Restate all of the data precisely, omitting nothing.

━━ Data to examine ━━

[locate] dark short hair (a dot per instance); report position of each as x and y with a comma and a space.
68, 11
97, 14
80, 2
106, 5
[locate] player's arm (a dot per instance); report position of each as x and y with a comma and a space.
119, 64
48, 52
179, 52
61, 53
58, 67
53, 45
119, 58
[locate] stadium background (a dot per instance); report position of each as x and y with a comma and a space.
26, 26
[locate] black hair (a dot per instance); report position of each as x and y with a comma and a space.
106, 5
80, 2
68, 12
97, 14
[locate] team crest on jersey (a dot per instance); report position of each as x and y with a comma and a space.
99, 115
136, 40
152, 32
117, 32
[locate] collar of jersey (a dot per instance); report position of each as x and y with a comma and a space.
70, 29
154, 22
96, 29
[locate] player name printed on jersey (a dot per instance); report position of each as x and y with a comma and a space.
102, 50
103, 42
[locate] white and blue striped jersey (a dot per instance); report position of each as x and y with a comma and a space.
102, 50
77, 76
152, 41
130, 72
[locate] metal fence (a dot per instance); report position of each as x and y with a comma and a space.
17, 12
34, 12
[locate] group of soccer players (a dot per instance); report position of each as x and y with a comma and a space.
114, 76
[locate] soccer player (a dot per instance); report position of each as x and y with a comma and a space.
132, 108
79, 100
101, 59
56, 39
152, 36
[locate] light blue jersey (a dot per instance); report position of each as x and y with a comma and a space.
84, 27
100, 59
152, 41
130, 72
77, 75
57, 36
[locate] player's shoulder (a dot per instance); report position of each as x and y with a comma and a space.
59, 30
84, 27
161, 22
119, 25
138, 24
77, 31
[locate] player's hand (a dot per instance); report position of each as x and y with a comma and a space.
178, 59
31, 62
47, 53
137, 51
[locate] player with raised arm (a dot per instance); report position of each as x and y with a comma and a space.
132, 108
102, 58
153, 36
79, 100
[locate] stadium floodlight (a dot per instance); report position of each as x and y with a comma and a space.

━━━

Answer section >>
[locate] dark short hair (a dot per instance); report position of each as x and y with a comma and a space.
68, 11
97, 14
80, 2
106, 5
[locate] player's arm (a dot per instance); report position of each as x and y with a comma and a space.
119, 64
48, 52
179, 52
61, 53
58, 67
53, 45
119, 58
[locate] stadium background (a dot per instance); report position of each as x and y with a comma and a space.
26, 26
[locate] black hair (a dot per instance); report position of each as x and y with a comma and a space.
106, 5
80, 2
68, 12
97, 14
[locate] team crest on jersey (a dot per instance); report position of each as x and y with a comma and a space.
99, 115
136, 40
152, 32
117, 32
[locate] collar of jersey (a dot per instance); report position of each as x and y with a comma and a space.
70, 29
154, 22
96, 29
[locate] player name printed on jersey (a dot per instance); report position of each as x and y with a comma and a space.
102, 50
103, 42
[locate] white and blue striped jersey (a dot per instance); report position of each as x and y with a comma and a space.
102, 50
77, 76
152, 41
130, 72
[locate] metal fence (a dot per instance); report position of each as x and y with a comma and a space.
17, 12
34, 12
[locate] group of soccer players (a dot per instance); report position of each as x and y with a comma and a space.
114, 76
[locate] soccer player (a dot per instance); report position of each as x and y with a comma and a space.
132, 108
79, 100
101, 59
56, 39
152, 36
[locate] light blue jersey (a dot per instance); report position of each as x and y with a comma and a space.
84, 27
100, 59
152, 41
130, 72
77, 75
57, 36
[locate] player's shoulder (a dot per instance); report position of each as x and y with a comma and a space.
59, 30
84, 27
161, 22
119, 25
138, 24
77, 31
[locate] player's hand (a dot per instance); report position of each as x and y with a comma and a space.
178, 59
31, 62
47, 53
137, 51
[locate] player with raised arm (a dot per instance); report position of each as x and y with a comma and a space.
132, 108
102, 58
153, 36
79, 100
[locate] stadium floodlight (a dot per instance); report position of each as x and y with a comma and a space.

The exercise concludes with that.